What you should do: Give back each entry word for word, but drop the images.

[Opening Exercise data section]

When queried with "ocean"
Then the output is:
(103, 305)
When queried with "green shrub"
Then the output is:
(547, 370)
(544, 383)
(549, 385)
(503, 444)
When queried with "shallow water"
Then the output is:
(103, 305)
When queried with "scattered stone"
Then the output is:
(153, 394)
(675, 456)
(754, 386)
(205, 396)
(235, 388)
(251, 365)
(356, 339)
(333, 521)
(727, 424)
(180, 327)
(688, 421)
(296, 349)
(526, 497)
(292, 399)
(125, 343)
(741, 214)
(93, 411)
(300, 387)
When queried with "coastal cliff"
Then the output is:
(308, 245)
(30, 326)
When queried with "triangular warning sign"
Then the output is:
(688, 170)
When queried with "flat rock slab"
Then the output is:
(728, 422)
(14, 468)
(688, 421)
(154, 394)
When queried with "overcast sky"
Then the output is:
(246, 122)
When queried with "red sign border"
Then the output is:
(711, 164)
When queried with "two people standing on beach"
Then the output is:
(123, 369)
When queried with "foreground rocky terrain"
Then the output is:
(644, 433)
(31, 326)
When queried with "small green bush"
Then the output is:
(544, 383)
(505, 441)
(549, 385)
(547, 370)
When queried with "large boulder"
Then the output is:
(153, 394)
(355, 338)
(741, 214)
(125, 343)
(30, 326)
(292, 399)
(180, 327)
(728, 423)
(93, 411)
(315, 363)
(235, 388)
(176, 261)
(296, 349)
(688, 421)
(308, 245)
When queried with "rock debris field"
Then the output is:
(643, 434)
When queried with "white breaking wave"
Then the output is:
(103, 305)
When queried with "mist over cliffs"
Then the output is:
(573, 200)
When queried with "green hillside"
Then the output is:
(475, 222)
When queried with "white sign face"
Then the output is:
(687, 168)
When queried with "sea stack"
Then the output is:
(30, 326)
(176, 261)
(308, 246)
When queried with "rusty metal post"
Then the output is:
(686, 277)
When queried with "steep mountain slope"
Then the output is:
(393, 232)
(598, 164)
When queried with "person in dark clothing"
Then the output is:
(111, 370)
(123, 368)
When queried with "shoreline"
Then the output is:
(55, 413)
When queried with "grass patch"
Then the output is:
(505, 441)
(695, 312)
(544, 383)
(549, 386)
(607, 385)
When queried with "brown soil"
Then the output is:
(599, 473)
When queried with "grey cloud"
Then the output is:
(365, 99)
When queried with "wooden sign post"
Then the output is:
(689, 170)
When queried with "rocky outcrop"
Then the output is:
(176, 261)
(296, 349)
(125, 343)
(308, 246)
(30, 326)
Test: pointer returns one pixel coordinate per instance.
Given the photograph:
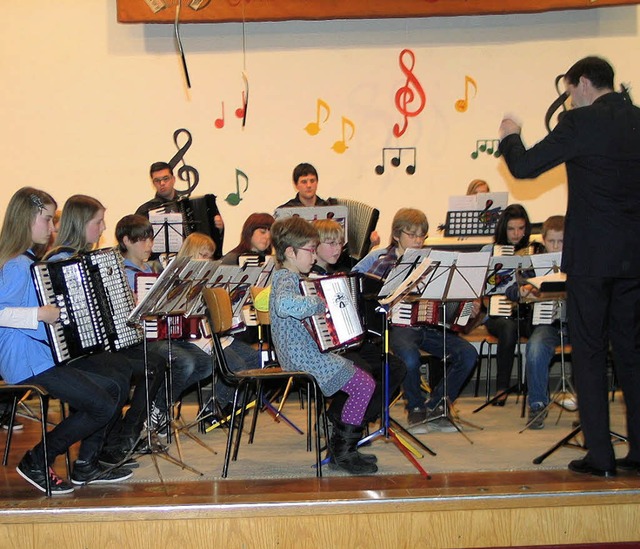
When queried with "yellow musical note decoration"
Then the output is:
(312, 128)
(463, 104)
(341, 145)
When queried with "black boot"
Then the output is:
(344, 452)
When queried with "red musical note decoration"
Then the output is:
(219, 123)
(406, 95)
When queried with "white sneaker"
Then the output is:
(568, 402)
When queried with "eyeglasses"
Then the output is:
(414, 235)
(310, 250)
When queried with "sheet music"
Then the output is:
(406, 286)
(436, 284)
(501, 272)
(168, 230)
(403, 268)
(468, 276)
(237, 280)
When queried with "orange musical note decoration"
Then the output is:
(341, 145)
(395, 159)
(233, 199)
(240, 111)
(312, 128)
(219, 123)
(489, 146)
(406, 95)
(463, 104)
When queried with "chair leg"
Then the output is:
(254, 416)
(231, 431)
(12, 415)
(245, 402)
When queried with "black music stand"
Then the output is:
(517, 386)
(168, 297)
(566, 441)
(449, 283)
(390, 429)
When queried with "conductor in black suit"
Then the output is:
(599, 142)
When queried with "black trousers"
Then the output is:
(603, 312)
(369, 358)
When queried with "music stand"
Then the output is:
(457, 277)
(390, 429)
(170, 295)
(516, 387)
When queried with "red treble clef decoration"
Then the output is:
(406, 95)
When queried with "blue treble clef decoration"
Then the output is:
(186, 173)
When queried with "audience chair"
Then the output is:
(16, 393)
(220, 318)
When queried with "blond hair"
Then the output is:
(405, 219)
(196, 243)
(23, 209)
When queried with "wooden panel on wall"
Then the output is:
(220, 11)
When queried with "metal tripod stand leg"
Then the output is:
(566, 441)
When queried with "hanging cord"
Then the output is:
(176, 27)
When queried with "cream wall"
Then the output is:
(88, 104)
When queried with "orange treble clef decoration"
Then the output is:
(406, 95)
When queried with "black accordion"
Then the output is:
(197, 217)
(95, 301)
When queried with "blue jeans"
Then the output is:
(406, 344)
(539, 352)
(190, 364)
(95, 397)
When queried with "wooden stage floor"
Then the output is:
(470, 509)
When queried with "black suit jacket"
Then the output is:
(600, 145)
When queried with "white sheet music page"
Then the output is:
(438, 281)
(468, 276)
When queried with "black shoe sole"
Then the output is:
(54, 492)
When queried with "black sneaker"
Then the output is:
(95, 473)
(34, 474)
(115, 457)
(537, 415)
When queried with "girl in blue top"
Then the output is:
(295, 242)
(25, 355)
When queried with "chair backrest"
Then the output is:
(219, 307)
(362, 222)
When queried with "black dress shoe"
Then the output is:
(626, 464)
(581, 466)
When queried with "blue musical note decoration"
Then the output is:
(186, 173)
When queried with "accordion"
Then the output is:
(197, 217)
(175, 326)
(95, 301)
(340, 325)
(428, 312)
(362, 222)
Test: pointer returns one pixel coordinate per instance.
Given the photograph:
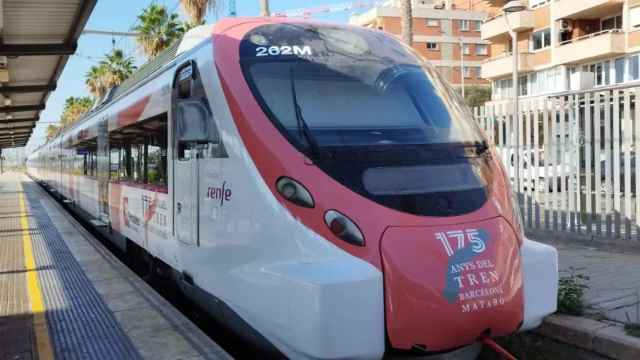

[Closing Exercise data section]

Answer to this problem:
When queried with "ocean"
Then the output is:
(103, 305)
When queried with "green shrub"
Then the output is:
(547, 370)
(544, 383)
(549, 385)
(503, 444)
When queried with "shallow water"
Then the output is:
(103, 305)
When queried with "scattered stone"
Then the output is:
(153, 394)
(675, 456)
(754, 386)
(205, 396)
(235, 388)
(251, 365)
(356, 339)
(333, 521)
(727, 424)
(180, 327)
(688, 421)
(296, 349)
(526, 497)
(292, 399)
(125, 343)
(741, 214)
(93, 411)
(300, 387)
When queried with "coastal cliff"
Then the output is:
(308, 245)
(30, 326)
When queried with "triangular warning sign"
Then the output is:
(688, 170)
When queried with "flat rock slab"
Then the output is:
(728, 422)
(14, 468)
(688, 421)
(154, 394)
When queried with "overcast sky"
Then the output is:
(246, 122)
When queried with "red sign border"
Then the output is:
(711, 164)
When queried with "two people standing on beach"
Then the output is:
(123, 369)
When queried with "foreground rocky terrain"
Then the output is:
(644, 433)
(31, 326)
When queried with "small green bush"
Then the output is:
(544, 383)
(505, 441)
(549, 385)
(547, 370)
When queried with "large boulder"
Then the output is:
(153, 394)
(355, 338)
(741, 214)
(125, 343)
(30, 326)
(292, 399)
(180, 327)
(728, 423)
(93, 411)
(315, 363)
(235, 388)
(176, 261)
(296, 349)
(688, 421)
(308, 245)
When queried with "rock debris field"
Then the output is:
(643, 434)
When queried with "white breaking wave"
Then the output is:
(103, 305)
When queried with "mist over cliffs"
Then the output is:
(573, 200)
When queried with "green hillside"
Then the output is:
(475, 222)
When queried with "white sign face"
Then the output is:
(687, 168)
When queried with "sea stack"
Then the output is:
(30, 326)
(176, 261)
(308, 246)
When queried with "rusty metal post"
Then the output is:
(686, 277)
When queried with "steep mountain slope"
Then the output is:
(393, 232)
(598, 164)
When queried with "person in dark clothing"
Then the output is:
(111, 370)
(123, 368)
When queried with "shoreline"
Then the output is:
(55, 413)
When queried with "grass patch"
Then the output is:
(505, 441)
(695, 312)
(544, 383)
(549, 386)
(607, 385)
When queried with "brown soil"
Then the output is:
(599, 473)
When queried with "grey cloud"
Then the output is:
(365, 99)
When queried with "wooden sign post"
Then the output is:
(689, 170)
When queried with "rocky outcrop"
Then the output is:
(176, 261)
(296, 349)
(125, 343)
(308, 246)
(30, 326)
Test: pointer returns one pixel coordinate per instance.
Given the photograph:
When queried with "yellow musical note decoration"
Then the output is:
(312, 128)
(463, 104)
(341, 145)
When queried with "black boot"
Then the output is:
(344, 452)
When queried with "red musical note decoration"
Then the output is:
(219, 123)
(406, 95)
When queried with "white sneaker"
Then the output is:
(568, 402)
When queried with "eyeglasses"
Then the output is:
(414, 235)
(310, 250)
When queried with "sheet music"
Then the output is:
(406, 286)
(436, 284)
(501, 272)
(168, 230)
(403, 268)
(468, 276)
(237, 280)
When queried with "orange musical note decoration"
Then the output is:
(341, 145)
(395, 159)
(233, 199)
(240, 111)
(312, 128)
(219, 123)
(489, 146)
(406, 95)
(463, 104)
When queried with "chair leg"
Then the output is:
(254, 416)
(231, 431)
(12, 415)
(245, 402)
When queried with "black music stand"
Then the output is:
(517, 386)
(168, 297)
(566, 441)
(449, 283)
(390, 429)
When queried with "conductor in black suit"
Then the output is:
(599, 142)
When queried with "black trousers"
Then the output is:
(603, 312)
(369, 358)
When queried with "music stand"
Then the output is:
(457, 277)
(390, 429)
(170, 295)
(516, 387)
When queried with "red treble clef decoration"
Then the output is:
(406, 95)
When queried with "blue treble clef decoration"
Then the output is:
(186, 173)
When queried with "audience chair"
Then the output is:
(16, 393)
(220, 318)
When queried with "blond hair"
Then the output is:
(405, 219)
(196, 243)
(23, 209)
When queried with "wooden panel on wall"
Then the output is:
(220, 11)
When queried with "metal tripod stand leg"
Then the output is:
(566, 441)
When queried with "hanging cord"
Then the output is:
(176, 27)
When queried with "cream wall"
Then the output is:
(88, 104)
When queried with "orange treble clef decoration"
Then the output is:
(406, 95)
When queried with "black accordion"
Then the output is:
(197, 217)
(95, 301)
When queried with "blue jeans"
Then the output is:
(406, 344)
(539, 352)
(190, 364)
(95, 397)
When queried with "wooden stage floor"
Then the output is:
(470, 509)
When queried with "black suit jacket"
Then the output is:
(600, 145)
When queried with "white sheet music page"
Then the output is:
(438, 281)
(468, 276)
When queried with "black shoe sole"
Then the output is:
(54, 492)
When queried with "black sneaker"
Then the output is:
(95, 473)
(34, 474)
(115, 457)
(537, 415)
When queried with "girl in blue top"
Then the output is:
(295, 242)
(25, 355)
When queried with "chair backrest"
Then the output is:
(219, 307)
(362, 222)
When queried with "black dress shoe"
Then the output is:
(626, 464)
(581, 466)
When queried with "blue musical note decoration"
Then the output is:
(186, 173)
When queried with "accordion"
Then the output is:
(197, 217)
(175, 326)
(95, 301)
(340, 325)
(428, 312)
(362, 222)
Test: pointer returns one pixel coordinate per instance.
Given the photograph:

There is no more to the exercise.